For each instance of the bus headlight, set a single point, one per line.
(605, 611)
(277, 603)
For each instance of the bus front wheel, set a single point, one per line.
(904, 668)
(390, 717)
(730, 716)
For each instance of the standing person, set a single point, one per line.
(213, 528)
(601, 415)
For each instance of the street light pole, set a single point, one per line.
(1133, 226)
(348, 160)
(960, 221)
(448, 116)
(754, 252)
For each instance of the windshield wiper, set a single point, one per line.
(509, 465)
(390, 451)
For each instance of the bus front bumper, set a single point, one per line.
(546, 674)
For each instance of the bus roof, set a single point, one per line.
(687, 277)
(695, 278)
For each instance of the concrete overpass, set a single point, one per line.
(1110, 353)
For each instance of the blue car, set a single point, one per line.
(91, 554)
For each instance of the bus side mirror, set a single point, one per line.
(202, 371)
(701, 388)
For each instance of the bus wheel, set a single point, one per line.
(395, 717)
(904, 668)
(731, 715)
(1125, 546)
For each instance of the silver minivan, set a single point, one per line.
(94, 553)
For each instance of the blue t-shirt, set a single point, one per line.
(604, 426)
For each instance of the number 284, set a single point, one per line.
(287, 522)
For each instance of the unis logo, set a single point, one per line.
_ _ _ _ _
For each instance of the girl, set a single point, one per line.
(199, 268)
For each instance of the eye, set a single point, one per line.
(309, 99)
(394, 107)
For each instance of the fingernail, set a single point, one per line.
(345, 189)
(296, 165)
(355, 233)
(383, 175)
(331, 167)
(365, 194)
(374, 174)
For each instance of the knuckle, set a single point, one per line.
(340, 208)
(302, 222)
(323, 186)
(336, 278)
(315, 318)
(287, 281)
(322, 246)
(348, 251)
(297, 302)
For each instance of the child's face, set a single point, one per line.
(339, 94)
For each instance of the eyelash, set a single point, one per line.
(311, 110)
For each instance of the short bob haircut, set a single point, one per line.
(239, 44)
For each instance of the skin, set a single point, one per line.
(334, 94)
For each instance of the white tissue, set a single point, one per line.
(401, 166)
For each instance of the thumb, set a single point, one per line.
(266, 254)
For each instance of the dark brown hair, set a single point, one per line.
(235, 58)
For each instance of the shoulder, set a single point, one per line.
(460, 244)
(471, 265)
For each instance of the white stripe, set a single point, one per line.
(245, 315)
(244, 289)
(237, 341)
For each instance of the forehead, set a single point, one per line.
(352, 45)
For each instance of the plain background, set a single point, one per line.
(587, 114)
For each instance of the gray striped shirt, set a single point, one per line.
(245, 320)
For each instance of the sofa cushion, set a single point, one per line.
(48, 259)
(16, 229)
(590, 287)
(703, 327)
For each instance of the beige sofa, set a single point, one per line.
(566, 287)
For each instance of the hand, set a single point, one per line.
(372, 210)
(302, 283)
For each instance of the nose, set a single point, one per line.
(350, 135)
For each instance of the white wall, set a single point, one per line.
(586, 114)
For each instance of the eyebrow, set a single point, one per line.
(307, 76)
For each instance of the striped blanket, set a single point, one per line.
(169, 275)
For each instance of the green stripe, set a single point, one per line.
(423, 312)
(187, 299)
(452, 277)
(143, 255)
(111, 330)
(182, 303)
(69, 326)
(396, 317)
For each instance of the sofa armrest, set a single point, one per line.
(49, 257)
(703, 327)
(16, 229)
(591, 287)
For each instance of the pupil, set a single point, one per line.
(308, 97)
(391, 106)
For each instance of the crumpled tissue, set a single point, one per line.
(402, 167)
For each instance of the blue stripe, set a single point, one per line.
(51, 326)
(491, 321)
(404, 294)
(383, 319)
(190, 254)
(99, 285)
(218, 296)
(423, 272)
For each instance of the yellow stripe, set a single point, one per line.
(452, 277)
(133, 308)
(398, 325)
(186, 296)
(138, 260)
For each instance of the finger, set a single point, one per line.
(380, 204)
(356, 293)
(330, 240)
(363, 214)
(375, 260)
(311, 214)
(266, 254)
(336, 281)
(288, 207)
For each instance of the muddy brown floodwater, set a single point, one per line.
_ _ _ _ _
PROBLEM DESCRIPTION
Copy out every line from the one containing "For each instance of the blue stripe, set" down to the one containing "For each instance of the muddy", request lines included, and shift each point coordinate by -63.

FINISHED TASK
For each instance of the blue stripe, set a single point, one per line.
(-12, 263)
(428, 258)
(341, 231)
(320, 256)
(127, 191)
(36, 222)
(155, 233)
(360, 209)
For each instance of the yellow stripe, set a single point, one per line.
(389, 214)
(70, 245)
(335, 262)
(123, 233)
(75, 197)
For each instance of the finger, set a single point, one per line.
(317, 141)
(293, 230)
(267, 177)
(300, 151)
(312, 197)
(248, 151)
(203, 191)
(273, 218)
(225, 144)
For each instance of the muddy brown floodwater, set a single point, one per line.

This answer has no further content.